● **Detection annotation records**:

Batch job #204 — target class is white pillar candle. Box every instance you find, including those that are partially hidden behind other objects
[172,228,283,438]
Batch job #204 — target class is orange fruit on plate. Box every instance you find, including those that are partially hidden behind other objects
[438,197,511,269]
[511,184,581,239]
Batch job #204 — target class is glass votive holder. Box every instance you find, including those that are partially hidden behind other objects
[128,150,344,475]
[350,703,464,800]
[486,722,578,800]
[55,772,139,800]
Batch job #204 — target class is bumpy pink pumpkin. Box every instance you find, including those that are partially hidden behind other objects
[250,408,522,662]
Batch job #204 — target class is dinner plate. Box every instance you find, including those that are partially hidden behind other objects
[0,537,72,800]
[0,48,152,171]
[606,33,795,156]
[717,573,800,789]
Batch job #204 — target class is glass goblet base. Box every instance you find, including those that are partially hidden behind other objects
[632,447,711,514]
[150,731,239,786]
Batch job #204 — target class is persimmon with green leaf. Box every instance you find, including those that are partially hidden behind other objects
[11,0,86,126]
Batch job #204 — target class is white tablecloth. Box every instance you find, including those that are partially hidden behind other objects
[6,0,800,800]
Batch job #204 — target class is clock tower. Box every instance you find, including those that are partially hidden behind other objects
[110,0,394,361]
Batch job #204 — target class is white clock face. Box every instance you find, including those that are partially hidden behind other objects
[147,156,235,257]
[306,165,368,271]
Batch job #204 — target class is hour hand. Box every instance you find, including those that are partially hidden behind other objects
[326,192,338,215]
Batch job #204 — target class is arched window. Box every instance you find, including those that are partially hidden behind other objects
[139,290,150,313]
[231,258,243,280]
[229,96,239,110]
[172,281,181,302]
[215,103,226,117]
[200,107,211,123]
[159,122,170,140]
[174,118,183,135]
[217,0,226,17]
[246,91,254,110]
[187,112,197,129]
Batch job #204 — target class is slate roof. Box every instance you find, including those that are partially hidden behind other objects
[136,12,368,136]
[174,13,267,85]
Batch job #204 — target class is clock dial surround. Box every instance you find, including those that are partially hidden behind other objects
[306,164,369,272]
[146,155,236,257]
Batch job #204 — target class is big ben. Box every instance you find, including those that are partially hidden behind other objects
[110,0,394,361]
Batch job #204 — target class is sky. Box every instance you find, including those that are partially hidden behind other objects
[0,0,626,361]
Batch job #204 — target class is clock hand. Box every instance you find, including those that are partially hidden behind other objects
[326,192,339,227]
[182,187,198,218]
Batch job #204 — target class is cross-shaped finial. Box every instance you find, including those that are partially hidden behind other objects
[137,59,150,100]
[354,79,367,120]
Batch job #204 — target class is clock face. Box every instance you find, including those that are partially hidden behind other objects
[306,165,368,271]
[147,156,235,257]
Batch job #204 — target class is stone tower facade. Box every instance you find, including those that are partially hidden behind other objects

● **OBJECTIVE**:
Write out all of the entries again, substituting "Batch job #317" for every occurrence of "Batch job #204" and keeping everything else unchanged.

● **THE ANSWER**:
Batch job #317 — target class is white pillar candle. Box every instance you find, including those that are partially hidden behind other objects
[172,228,283,438]
Batch job #317 — target class is orange fruit on plate. Box every instance you find, including those that are partially hidden behind other objects
[438,197,511,269]
[511,184,581,239]
Batch job #317 — target class is glass votive holder. Box every instance you find, including those that are partially hidden behind other objects
[128,150,344,475]
[350,703,464,800]
[486,722,578,800]
[55,772,139,800]
Batch job #317 — target class is bumpy pink pumpkin. Box every instance you find, including those that are partially hidden behind other objects
[250,408,522,662]
Batch job #317 — target class is dinner plate. Box every instance you find, including those that are partially hidden behind other objects
[0,537,72,800]
[0,48,152,171]
[606,33,795,156]
[717,573,800,789]
Batch job #317 — target class is glass goblet base. Box every instance you find, including those that are partially hidden behind other objects
[632,447,711,514]
[150,731,239,786]
Batch job #317 — target class is persimmon with green leaf. Box every instance you find, including those that are partially hidden behind other objects
[11,0,86,126]
Batch job #317 — target class is white tablecloth. Box every instance you find, including those that are partially hidden behind other objects
[6,0,800,800]
Batch job #317 — target class is clock tower. Box every instance you find, including those that are partially hidden behind other objects
[110,0,394,361]
Batch job #317 — target class is white clock face. Box every instance you find, including those that are partially hidden behind other objects
[147,156,235,257]
[306,165,368,271]
Batch job #317 — target class is hour hand. Box every instance you find, including those that are partially hidden behind other objects
[326,192,338,215]
Batch job #317 — target class is arched window. Box every instance you find, including those that are partially hidden behind other objects
[139,290,150,313]
[231,258,243,280]
[229,96,239,110]
[172,281,181,302]
[215,103,226,117]
[200,107,211,123]
[159,122,170,140]
[174,118,183,135]
[217,0,226,17]
[246,91,254,110]
[187,112,197,129]
Batch job #317 — target class is slate roof. Box every instance you find, including those that are partially hidden behind other objects
[136,12,368,136]
[174,13,267,85]
Batch job #317 — target class is clock dial surround. Box every instance you find, including those that are partially hidden behind other objects
[306,164,369,272]
[146,155,236,257]
Batch job #317 — target class is big ben. Box every instance you find, including those that are partially hidden behind other objects
[110,0,394,361]
Batch job #317 — target class is sky. Box every instance you find, including those that are partially hidden behind other objects
[0,0,626,361]
Batch job #317 — target class is clock hand. Box every instance you find, including those that are partially hidden behind other objects
[326,192,339,227]
[182,187,198,218]
Batch job #317 — target class is cross-shaped finial. Box every instance you find, including those that are partially hidden behind other objects
[137,59,150,100]
[354,79,367,120]
Batch job #317 — target class is clock face. Box every instance you find, including those that are partially hidden behind other objects
[306,165,368,271]
[147,156,235,257]
Batch job #317 — target class is stone tower facade. Box every instance you find, including those that are partially hidden behind other objects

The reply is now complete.